**Aim of the task**.
Repeat every line of the listing below verbatim, omitting the pictures.

(Rows from a box-labeling dataset)
·····
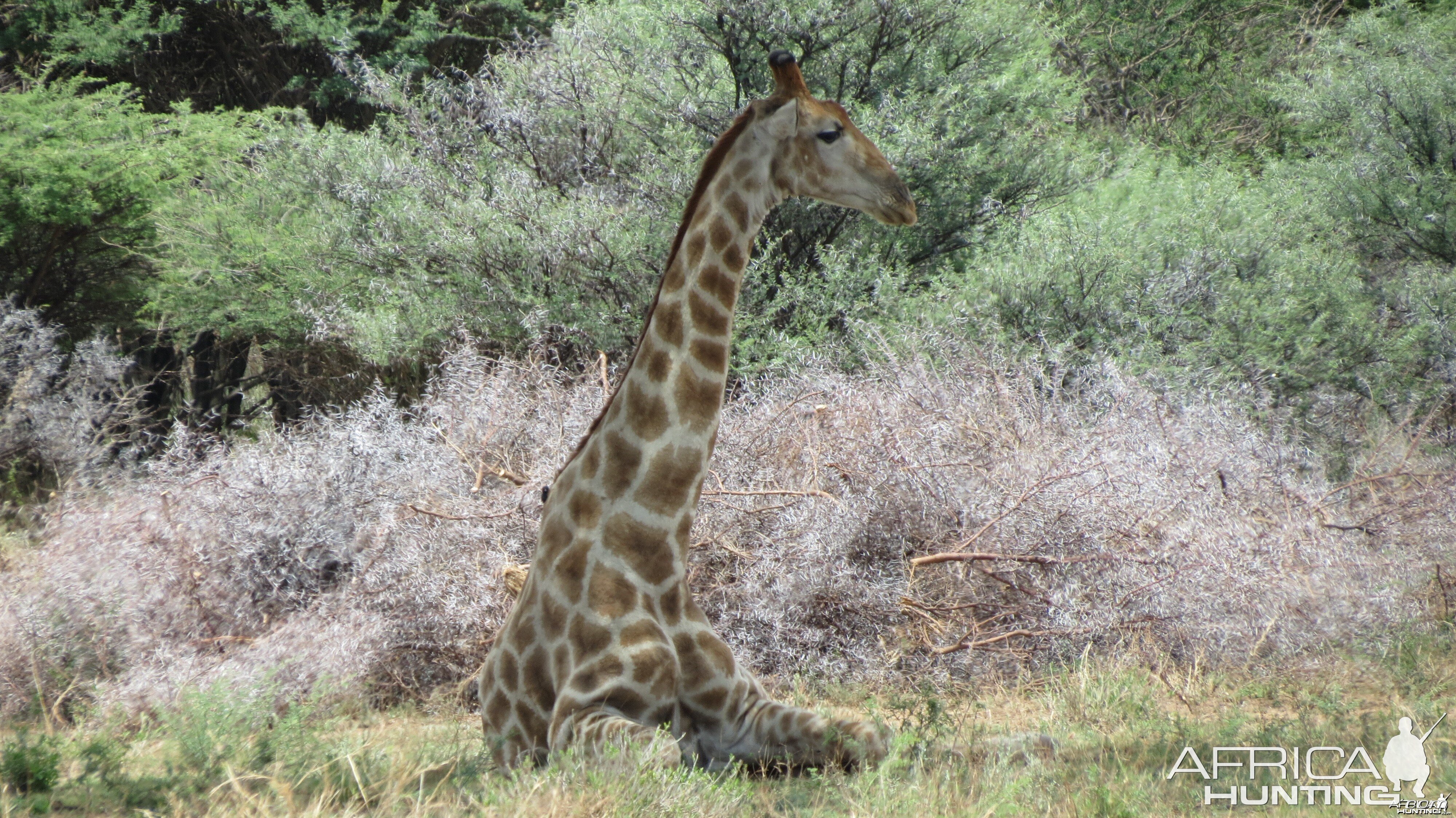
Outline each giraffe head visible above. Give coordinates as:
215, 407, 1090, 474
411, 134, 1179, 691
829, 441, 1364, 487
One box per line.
754, 51, 916, 226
·····
**Task solution**.
Outline each giraffe head visible above. Give coordinates as:
215, 407, 1090, 474
411, 134, 1179, 691
829, 441, 1364, 487
One box per line.
754, 51, 916, 226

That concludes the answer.